== SHORT TASK ==
Retype all of the material below exactly as it stands, leaving out the pictures.

== RECORD EXTRACTS ==
----
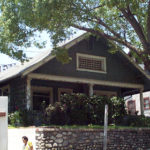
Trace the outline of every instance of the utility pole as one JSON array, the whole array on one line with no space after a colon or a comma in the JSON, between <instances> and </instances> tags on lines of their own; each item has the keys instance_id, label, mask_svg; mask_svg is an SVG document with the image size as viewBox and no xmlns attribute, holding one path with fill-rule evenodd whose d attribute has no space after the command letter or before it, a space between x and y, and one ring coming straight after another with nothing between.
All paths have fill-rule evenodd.
<instances>
[{"instance_id":1,"label":"utility pole","mask_svg":"<svg viewBox=\"0 0 150 150\"><path fill-rule=\"evenodd\" d=\"M105 114L104 114L104 141L103 141L103 150L107 150L107 127L108 127L108 105L105 105Z\"/></svg>"}]
</instances>

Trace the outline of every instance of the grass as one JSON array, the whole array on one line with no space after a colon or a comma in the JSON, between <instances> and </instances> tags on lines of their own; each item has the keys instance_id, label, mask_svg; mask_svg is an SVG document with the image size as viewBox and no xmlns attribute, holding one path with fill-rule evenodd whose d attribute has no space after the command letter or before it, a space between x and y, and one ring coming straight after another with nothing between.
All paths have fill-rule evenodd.
<instances>
[{"instance_id":1,"label":"grass","mask_svg":"<svg viewBox=\"0 0 150 150\"><path fill-rule=\"evenodd\" d=\"M12 126L8 125L8 129L15 129L15 128L20 128L24 126ZM30 127L30 126L26 126ZM33 127L33 126L32 126ZM50 127L50 128L60 128L60 129L104 129L104 126L100 125L41 125L38 127ZM132 126L117 126L117 125L109 125L108 129L138 129L138 128L148 128L148 127L132 127Z\"/></svg>"}]
</instances>

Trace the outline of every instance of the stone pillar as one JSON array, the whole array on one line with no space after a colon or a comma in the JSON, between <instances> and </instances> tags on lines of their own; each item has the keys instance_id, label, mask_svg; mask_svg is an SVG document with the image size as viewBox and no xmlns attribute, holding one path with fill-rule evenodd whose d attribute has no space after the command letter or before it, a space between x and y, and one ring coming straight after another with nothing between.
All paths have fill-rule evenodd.
<instances>
[{"instance_id":1,"label":"stone pillar","mask_svg":"<svg viewBox=\"0 0 150 150\"><path fill-rule=\"evenodd\" d=\"M140 115L144 115L143 89L140 89Z\"/></svg>"},{"instance_id":2,"label":"stone pillar","mask_svg":"<svg viewBox=\"0 0 150 150\"><path fill-rule=\"evenodd\" d=\"M92 96L94 93L93 93L93 84L89 84L89 96Z\"/></svg>"},{"instance_id":3,"label":"stone pillar","mask_svg":"<svg viewBox=\"0 0 150 150\"><path fill-rule=\"evenodd\" d=\"M31 79L27 78L27 86L26 86L26 102L27 109L32 110L32 97L31 97Z\"/></svg>"}]
</instances>

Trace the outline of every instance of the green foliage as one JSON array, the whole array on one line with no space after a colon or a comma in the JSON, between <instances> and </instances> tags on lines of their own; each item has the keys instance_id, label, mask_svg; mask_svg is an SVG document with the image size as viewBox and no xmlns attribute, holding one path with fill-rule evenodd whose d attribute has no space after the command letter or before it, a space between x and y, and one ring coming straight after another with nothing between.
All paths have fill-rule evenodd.
<instances>
[{"instance_id":1,"label":"green foliage","mask_svg":"<svg viewBox=\"0 0 150 150\"><path fill-rule=\"evenodd\" d=\"M122 10L130 10L131 22L135 18L142 33ZM0 51L22 61L25 48L44 46L42 39L35 39L37 31L49 33L54 48L79 29L104 36L119 47L135 47L138 54L149 51L149 0L1 0L0 11ZM68 58L65 51L60 56Z\"/></svg>"},{"instance_id":2,"label":"green foliage","mask_svg":"<svg viewBox=\"0 0 150 150\"><path fill-rule=\"evenodd\" d=\"M46 122L55 125L64 125L65 123L65 109L59 103L56 102L54 106L51 104L45 109Z\"/></svg>"},{"instance_id":3,"label":"green foliage","mask_svg":"<svg viewBox=\"0 0 150 150\"><path fill-rule=\"evenodd\" d=\"M150 118L146 116L127 116L126 122L131 127L150 127Z\"/></svg>"},{"instance_id":4,"label":"green foliage","mask_svg":"<svg viewBox=\"0 0 150 150\"><path fill-rule=\"evenodd\" d=\"M92 96L84 94L64 94L61 102L46 108L49 124L88 125L104 123L104 107L109 107L109 123L118 124L126 114L121 98Z\"/></svg>"},{"instance_id":5,"label":"green foliage","mask_svg":"<svg viewBox=\"0 0 150 150\"><path fill-rule=\"evenodd\" d=\"M8 114L8 123L12 126L29 126L33 125L35 118L31 110L16 110Z\"/></svg>"},{"instance_id":6,"label":"green foliage","mask_svg":"<svg viewBox=\"0 0 150 150\"><path fill-rule=\"evenodd\" d=\"M8 122L12 126L20 126L20 125L22 125L21 112L20 111L15 111L13 113L10 113L8 115Z\"/></svg>"}]
</instances>

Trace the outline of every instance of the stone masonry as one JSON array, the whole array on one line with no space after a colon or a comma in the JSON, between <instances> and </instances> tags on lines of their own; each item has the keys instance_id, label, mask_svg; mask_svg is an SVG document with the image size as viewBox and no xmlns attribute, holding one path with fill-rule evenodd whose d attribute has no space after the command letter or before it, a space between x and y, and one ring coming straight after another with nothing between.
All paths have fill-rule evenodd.
<instances>
[{"instance_id":1,"label":"stone masonry","mask_svg":"<svg viewBox=\"0 0 150 150\"><path fill-rule=\"evenodd\" d=\"M148 150L150 129L108 130L107 150ZM38 128L36 150L102 150L102 129Z\"/></svg>"}]
</instances>

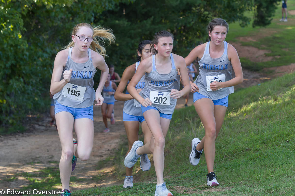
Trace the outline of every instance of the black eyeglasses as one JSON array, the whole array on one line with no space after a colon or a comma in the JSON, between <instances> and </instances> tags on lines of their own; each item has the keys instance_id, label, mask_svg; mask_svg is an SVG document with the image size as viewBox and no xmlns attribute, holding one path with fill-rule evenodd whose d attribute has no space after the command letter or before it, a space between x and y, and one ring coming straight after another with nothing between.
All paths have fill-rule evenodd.
<instances>
[{"instance_id":1,"label":"black eyeglasses","mask_svg":"<svg viewBox=\"0 0 295 196\"><path fill-rule=\"evenodd\" d=\"M88 42L92 42L92 41L93 41L93 38L92 37L88 37L88 38L86 38L86 37L84 37L83 36L78 36L77 35L76 35L77 37L79 38L79 39L80 39L80 41L85 41L85 39L87 39L87 41Z\"/></svg>"}]
</instances>

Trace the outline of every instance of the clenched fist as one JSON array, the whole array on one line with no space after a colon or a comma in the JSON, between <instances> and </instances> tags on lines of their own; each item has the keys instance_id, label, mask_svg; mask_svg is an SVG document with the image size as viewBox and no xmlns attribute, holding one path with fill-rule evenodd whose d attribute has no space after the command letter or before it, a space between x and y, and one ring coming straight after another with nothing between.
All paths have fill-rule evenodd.
<instances>
[{"instance_id":1,"label":"clenched fist","mask_svg":"<svg viewBox=\"0 0 295 196\"><path fill-rule=\"evenodd\" d=\"M69 71L65 70L63 72L63 79L67 82L69 82L70 80L72 77L72 68Z\"/></svg>"}]
</instances>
----
== EXPECTED ANSWER ==
Trace the outline of every instance of the utility pole as one JSON array, the whole array on one line with no space after a colon or a comma in the JSON, between <instances> and </instances> tags on lines of their own; each item has the keys instance_id, label, mask_svg; mask_svg is an SVG document with the image size as viewBox and no xmlns attribute, holding one path with fill-rule evenodd whose d attribute has no space after the command letter or before it, a space between x and y, and one ring coming straight after another with nothing between.
All paths have fill-rule evenodd.
<instances>
[{"instance_id":1,"label":"utility pole","mask_svg":"<svg viewBox=\"0 0 150 150\"><path fill-rule=\"evenodd\" d=\"M105 114L104 114L104 141L103 141L103 150L107 150L107 127L108 127L108 105L105 105Z\"/></svg>"}]
</instances>

Trace the outline of every instance of the grass as one JSON array, the whole array on one line with no space after a colon or a comma in the JSON, between <instances> and </instances> tags on lines of their own; each item has the keys instance_id, label, mask_svg; mask_svg is an SVG document with the image size as viewBox and no xmlns attribute, holding one path with fill-rule evenodd whose d attribute has no space after the command letter or before it, a space between x and y, and one ring coming straight after another with nothing between.
All paths have fill-rule evenodd.
<instances>
[{"instance_id":1,"label":"grass","mask_svg":"<svg viewBox=\"0 0 150 150\"><path fill-rule=\"evenodd\" d=\"M12 126L8 125L8 129L15 129L15 128L20 128L24 126ZM30 127L30 126L26 126ZM33 127L33 126L32 126ZM50 127L50 128L60 128L60 129L104 129L104 126L100 125L41 125L38 127ZM132 126L117 126L117 125L109 125L108 129L138 129L138 128L148 128L148 127L132 127Z\"/></svg>"}]
</instances>

Trace the outline of every instance of the stone pillar as one JSON array, the whole array on one line with no space after a colon or a comma in the JSON, between <instances> and </instances> tags on lines of their own; each item has the keys instance_id, label, mask_svg; mask_svg is an SVG document with the image size as viewBox and no xmlns attribute, holding one path with fill-rule evenodd whose d attribute has no space after the command letter or before it, a space between x and y, and one ring coming straight after another with nothing between.
All paths have fill-rule evenodd.
<instances>
[{"instance_id":1,"label":"stone pillar","mask_svg":"<svg viewBox=\"0 0 150 150\"><path fill-rule=\"evenodd\" d=\"M140 115L144 115L143 89L140 89Z\"/></svg>"},{"instance_id":2,"label":"stone pillar","mask_svg":"<svg viewBox=\"0 0 150 150\"><path fill-rule=\"evenodd\" d=\"M92 96L94 93L93 93L93 84L89 84L89 96Z\"/></svg>"},{"instance_id":3,"label":"stone pillar","mask_svg":"<svg viewBox=\"0 0 150 150\"><path fill-rule=\"evenodd\" d=\"M31 79L27 78L27 86L26 86L26 102L27 109L32 110L32 97L31 97Z\"/></svg>"}]
</instances>

Trace the outline of every instance of the green foliage as one JSON array, the whole array on one line with no space after a colon or a comma in the JSON, between <instances> and </instances> tags on lines of their own; each item has the keys instance_id, label, mask_svg; mask_svg is an SVG document with the image size as viewBox and no xmlns attribute, holding one path with fill-rule evenodd whose d attribute has no space after the command letter or before it, a space between x and y, and one ring coming straight after another with nothing between.
All paths have fill-rule evenodd.
<instances>
[{"instance_id":1,"label":"green foliage","mask_svg":"<svg viewBox=\"0 0 150 150\"><path fill-rule=\"evenodd\" d=\"M122 10L130 10L131 22L135 18L142 33ZM0 51L22 61L25 48L44 46L42 39L35 39L37 31L49 33L54 48L79 29L104 36L119 47L135 47L138 54L149 51L149 0L1 0L0 11ZM68 58L65 51L60 56Z\"/></svg>"},{"instance_id":2,"label":"green foliage","mask_svg":"<svg viewBox=\"0 0 150 150\"><path fill-rule=\"evenodd\" d=\"M46 122L55 125L64 125L65 123L65 109L59 103L56 102L54 106L51 104L45 109Z\"/></svg>"},{"instance_id":3,"label":"green foliage","mask_svg":"<svg viewBox=\"0 0 150 150\"><path fill-rule=\"evenodd\" d=\"M150 118L146 116L127 116L126 122L131 127L150 127Z\"/></svg>"},{"instance_id":4,"label":"green foliage","mask_svg":"<svg viewBox=\"0 0 150 150\"><path fill-rule=\"evenodd\" d=\"M92 96L84 94L64 94L61 102L46 108L49 124L88 125L104 123L104 107L109 107L109 123L118 124L126 114L121 98Z\"/></svg>"},{"instance_id":5,"label":"green foliage","mask_svg":"<svg viewBox=\"0 0 150 150\"><path fill-rule=\"evenodd\" d=\"M8 114L8 123L12 126L29 126L33 125L35 118L31 110L16 110Z\"/></svg>"},{"instance_id":6,"label":"green foliage","mask_svg":"<svg viewBox=\"0 0 150 150\"><path fill-rule=\"evenodd\" d=\"M8 122L12 126L20 126L20 125L22 125L21 112L20 111L15 111L13 113L10 113L8 115Z\"/></svg>"}]
</instances>

Trace the outline of every instance of the stone masonry as one JSON array, the whole array on one line with no space after a colon or a comma in the JSON, between <instances> and </instances> tags on lines of their own; each item has the keys instance_id, label, mask_svg; mask_svg is an SVG document with the image size as viewBox and no xmlns attribute, holding one path with fill-rule evenodd whose d attribute has no space after the command letter or before it, a space between x and y, and one ring coming straight after another with nothing between.
All paths have fill-rule evenodd.
<instances>
[{"instance_id":1,"label":"stone masonry","mask_svg":"<svg viewBox=\"0 0 150 150\"><path fill-rule=\"evenodd\" d=\"M148 150L150 129L108 130L107 150ZM38 128L36 150L102 150L102 129Z\"/></svg>"}]
</instances>

Trace the outline of every instance of the black eyeglasses as one JSON array, the whole array on one line with no space after a colon or a comma in the JSON, between <instances> and </instances> tags on lines of their own; each item has the keys instance_id, label, mask_svg; mask_svg is an SVG document with the image size as viewBox and no xmlns attribute, holding one path with fill-rule evenodd whose d attribute has no space after the command letter or before it, a space between x and y, and one ring coming straight after another with nothing between.
All paths have fill-rule evenodd.
<instances>
[{"instance_id":1,"label":"black eyeglasses","mask_svg":"<svg viewBox=\"0 0 295 196\"><path fill-rule=\"evenodd\" d=\"M88 42L92 42L92 41L93 41L93 38L92 37L88 37L88 38L86 38L86 37L84 37L83 36L78 36L77 35L76 35L77 37L79 38L79 39L80 39L80 41L85 41L85 39L87 39L87 41Z\"/></svg>"}]
</instances>

Trace the outline of every instance of the clenched fist as one JSON array, the whole array on one line with no space after a colon or a comma in the JSON, between <instances> and </instances> tags on lines of their own; each item has the keys instance_id, label, mask_svg; mask_svg is an SVG document with the image size as viewBox and no xmlns attribute, holding one path with fill-rule evenodd whose d attribute has no space after the command letter or before it, a space between x and y, and one ring coming straight after another with nothing between.
All paths have fill-rule evenodd.
<instances>
[{"instance_id":1,"label":"clenched fist","mask_svg":"<svg viewBox=\"0 0 295 196\"><path fill-rule=\"evenodd\" d=\"M69 71L65 70L63 72L63 79L67 82L69 82L70 80L72 77L72 68Z\"/></svg>"}]
</instances>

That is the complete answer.